Your task: Using the entries below, write out the line with "Reviewer note: make sure every instance of the dark hair", the line with "Query: blue plastic bucket", and every line in between, exactly as each is written.

Input data:
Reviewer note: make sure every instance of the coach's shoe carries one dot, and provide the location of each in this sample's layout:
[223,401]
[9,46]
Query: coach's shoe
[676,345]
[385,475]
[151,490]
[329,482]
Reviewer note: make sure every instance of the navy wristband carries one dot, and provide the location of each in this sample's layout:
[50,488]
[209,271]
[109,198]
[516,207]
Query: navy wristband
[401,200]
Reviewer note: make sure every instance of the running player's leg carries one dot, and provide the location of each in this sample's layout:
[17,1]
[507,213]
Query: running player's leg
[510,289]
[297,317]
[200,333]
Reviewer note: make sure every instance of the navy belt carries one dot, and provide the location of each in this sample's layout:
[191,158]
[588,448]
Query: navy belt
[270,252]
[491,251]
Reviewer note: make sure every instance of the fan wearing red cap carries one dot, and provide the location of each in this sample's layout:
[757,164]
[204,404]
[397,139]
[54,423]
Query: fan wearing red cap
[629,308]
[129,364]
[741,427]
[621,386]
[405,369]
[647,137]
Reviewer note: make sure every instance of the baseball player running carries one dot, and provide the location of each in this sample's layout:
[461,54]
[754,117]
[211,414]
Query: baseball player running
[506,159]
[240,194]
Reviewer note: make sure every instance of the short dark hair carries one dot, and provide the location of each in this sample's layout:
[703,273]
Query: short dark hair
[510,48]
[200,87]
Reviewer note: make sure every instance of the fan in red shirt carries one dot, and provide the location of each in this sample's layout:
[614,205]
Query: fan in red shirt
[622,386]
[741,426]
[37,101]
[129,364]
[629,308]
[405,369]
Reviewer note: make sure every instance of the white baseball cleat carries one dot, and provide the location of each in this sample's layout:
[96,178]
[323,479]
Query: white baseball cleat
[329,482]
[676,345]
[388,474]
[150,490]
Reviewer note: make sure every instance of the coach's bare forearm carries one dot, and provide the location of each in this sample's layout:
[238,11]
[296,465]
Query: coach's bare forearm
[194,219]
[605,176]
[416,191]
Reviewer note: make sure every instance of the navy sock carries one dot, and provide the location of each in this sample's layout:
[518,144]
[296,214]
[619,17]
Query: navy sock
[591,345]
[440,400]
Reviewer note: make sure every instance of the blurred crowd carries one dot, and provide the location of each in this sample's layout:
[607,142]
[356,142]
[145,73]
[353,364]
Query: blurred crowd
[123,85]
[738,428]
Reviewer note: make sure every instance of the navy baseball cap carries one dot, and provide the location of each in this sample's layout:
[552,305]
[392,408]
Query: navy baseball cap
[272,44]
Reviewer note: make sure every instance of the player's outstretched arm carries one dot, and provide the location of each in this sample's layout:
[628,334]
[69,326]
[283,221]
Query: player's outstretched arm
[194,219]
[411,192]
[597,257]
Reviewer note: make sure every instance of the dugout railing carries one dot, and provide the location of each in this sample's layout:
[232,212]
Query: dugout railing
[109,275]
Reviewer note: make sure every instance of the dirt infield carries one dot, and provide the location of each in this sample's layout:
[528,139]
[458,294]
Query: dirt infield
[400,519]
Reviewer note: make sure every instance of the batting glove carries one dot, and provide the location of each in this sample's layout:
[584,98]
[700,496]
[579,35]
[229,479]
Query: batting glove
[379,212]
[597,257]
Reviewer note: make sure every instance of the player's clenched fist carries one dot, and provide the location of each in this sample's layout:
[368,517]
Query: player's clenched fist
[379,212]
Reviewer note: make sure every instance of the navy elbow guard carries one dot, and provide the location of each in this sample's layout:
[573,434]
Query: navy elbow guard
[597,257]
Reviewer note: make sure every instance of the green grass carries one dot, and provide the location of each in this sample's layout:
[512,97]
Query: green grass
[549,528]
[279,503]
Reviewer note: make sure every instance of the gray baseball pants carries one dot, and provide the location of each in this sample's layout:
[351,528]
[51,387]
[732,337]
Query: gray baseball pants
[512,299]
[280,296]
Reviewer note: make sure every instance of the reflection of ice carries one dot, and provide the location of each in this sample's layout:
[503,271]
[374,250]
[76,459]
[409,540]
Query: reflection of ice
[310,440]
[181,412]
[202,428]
...
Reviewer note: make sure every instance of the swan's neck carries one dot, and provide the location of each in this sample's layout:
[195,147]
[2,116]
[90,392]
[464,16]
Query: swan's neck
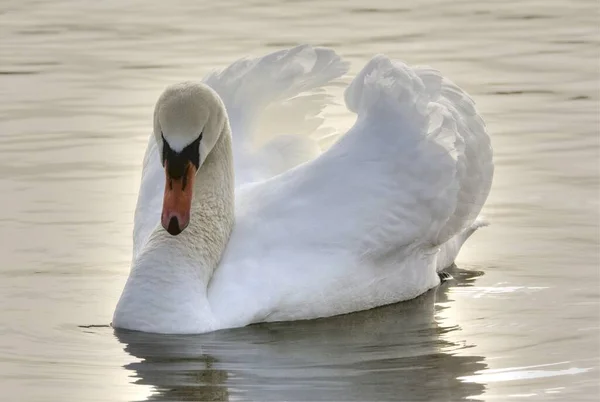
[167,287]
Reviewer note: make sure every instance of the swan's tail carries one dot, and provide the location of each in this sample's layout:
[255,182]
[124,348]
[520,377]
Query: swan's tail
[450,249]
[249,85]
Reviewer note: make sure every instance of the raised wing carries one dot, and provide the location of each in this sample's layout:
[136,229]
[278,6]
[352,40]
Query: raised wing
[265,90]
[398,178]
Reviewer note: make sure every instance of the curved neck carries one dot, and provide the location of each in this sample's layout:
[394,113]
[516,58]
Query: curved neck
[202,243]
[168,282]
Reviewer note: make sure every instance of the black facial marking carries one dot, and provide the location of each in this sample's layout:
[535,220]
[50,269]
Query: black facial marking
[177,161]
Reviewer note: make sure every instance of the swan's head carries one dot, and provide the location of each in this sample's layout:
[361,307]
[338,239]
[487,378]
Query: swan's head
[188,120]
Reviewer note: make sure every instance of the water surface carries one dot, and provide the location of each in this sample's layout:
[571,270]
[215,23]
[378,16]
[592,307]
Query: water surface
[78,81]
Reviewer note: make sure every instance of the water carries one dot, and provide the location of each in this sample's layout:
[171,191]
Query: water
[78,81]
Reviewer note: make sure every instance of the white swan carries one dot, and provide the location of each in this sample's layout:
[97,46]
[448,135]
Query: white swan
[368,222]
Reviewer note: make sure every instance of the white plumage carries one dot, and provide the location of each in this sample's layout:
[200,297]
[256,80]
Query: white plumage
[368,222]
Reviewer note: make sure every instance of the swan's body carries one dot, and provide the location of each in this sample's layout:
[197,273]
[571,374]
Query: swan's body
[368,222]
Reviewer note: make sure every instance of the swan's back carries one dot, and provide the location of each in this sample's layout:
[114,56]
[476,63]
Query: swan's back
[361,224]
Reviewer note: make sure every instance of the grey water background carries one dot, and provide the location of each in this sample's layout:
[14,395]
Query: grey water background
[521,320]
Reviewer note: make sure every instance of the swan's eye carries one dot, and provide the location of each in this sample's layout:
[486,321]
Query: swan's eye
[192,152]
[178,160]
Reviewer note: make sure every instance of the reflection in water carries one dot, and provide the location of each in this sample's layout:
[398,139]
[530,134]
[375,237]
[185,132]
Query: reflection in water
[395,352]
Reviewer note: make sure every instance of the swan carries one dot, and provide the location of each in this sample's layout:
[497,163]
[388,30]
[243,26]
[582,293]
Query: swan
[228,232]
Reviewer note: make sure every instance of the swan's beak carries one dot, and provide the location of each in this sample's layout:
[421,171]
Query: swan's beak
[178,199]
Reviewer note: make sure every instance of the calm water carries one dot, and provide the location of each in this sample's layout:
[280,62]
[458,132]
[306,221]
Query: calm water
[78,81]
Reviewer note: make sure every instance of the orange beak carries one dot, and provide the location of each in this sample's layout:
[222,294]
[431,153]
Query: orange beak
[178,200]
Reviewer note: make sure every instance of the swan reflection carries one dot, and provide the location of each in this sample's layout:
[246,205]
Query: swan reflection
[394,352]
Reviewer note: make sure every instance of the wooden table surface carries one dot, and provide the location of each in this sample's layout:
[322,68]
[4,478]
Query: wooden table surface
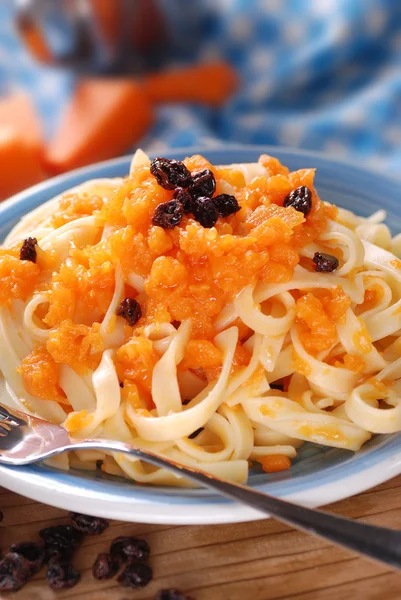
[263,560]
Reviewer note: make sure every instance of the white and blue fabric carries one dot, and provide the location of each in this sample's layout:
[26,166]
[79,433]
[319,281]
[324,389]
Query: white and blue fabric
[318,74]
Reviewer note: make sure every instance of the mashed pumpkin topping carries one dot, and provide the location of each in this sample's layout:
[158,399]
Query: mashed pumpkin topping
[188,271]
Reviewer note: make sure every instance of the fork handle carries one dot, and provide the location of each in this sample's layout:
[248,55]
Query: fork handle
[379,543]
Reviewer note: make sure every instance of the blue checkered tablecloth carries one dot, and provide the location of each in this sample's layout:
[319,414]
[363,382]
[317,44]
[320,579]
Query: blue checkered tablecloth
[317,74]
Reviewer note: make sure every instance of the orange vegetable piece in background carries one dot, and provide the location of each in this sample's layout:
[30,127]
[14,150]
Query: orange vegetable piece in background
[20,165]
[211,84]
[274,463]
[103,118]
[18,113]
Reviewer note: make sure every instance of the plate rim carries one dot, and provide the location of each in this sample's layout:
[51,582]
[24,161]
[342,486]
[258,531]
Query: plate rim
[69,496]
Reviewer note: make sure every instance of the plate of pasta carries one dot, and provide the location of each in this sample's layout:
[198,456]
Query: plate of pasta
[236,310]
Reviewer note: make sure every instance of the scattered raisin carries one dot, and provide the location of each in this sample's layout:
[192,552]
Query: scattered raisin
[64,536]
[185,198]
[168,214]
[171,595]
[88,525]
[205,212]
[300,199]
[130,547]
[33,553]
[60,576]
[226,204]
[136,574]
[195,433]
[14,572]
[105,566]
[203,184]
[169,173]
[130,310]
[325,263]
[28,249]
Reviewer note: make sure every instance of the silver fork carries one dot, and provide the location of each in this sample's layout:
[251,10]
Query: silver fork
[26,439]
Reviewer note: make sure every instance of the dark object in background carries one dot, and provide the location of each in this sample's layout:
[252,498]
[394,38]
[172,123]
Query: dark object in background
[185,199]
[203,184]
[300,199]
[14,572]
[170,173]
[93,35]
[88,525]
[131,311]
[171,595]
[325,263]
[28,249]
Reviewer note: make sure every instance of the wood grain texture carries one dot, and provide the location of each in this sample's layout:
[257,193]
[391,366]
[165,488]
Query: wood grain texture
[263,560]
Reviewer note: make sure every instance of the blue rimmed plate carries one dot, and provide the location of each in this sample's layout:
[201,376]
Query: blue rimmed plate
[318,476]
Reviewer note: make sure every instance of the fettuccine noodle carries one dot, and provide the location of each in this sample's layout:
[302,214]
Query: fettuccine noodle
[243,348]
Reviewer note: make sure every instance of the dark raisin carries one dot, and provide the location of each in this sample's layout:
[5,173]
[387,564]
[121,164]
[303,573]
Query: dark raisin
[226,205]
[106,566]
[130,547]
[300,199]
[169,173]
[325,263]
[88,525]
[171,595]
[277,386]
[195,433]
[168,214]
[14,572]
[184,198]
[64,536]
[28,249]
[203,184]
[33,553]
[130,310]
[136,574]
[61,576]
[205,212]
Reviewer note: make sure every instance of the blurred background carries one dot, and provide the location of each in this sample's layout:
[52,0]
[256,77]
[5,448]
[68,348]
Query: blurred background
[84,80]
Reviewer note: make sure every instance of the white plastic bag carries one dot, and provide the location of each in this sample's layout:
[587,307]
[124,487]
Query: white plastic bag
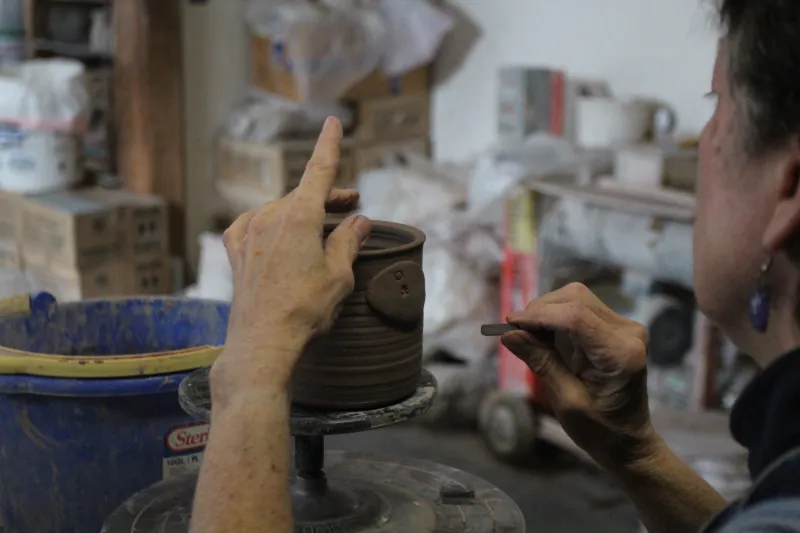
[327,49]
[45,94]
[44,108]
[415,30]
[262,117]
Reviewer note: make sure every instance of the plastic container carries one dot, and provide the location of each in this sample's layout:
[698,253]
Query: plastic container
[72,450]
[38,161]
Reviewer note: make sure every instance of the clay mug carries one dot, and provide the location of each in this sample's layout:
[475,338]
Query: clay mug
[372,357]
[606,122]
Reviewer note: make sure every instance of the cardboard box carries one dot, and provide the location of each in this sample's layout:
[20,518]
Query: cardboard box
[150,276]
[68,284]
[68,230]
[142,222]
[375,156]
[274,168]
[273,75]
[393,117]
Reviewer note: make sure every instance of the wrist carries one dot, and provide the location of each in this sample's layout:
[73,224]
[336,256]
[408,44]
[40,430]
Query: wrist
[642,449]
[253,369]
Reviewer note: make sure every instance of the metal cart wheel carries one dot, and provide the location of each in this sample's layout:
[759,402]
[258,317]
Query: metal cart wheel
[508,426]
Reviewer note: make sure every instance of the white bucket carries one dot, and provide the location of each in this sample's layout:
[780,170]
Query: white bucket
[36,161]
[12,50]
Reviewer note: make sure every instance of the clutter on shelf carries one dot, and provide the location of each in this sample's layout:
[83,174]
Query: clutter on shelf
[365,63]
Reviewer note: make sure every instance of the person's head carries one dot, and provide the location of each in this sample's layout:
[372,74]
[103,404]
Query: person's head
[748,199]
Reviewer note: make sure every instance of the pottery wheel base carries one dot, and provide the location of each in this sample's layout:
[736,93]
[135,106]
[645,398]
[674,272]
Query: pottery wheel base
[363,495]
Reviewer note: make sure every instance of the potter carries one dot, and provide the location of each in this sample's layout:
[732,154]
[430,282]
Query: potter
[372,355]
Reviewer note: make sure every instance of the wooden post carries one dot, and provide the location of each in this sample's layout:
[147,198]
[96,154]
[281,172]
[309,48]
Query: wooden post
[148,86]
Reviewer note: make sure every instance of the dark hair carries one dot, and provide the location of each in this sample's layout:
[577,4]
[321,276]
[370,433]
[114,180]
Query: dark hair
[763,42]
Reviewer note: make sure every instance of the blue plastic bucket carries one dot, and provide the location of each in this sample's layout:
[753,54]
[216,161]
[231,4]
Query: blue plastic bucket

Result:
Reviewer note: make sure every instance of the dark hair carries one dot, and provide the location of each in this sample's layout:
[577,4]
[321,276]
[370,433]
[114,180]
Query: dark hair
[763,42]
Reviewer note: make sure every instance of the blue plastic bucket carries one dot, and provide the location of each in this sample's layout:
[753,54]
[216,161]
[231,4]
Query: blue plastic bucket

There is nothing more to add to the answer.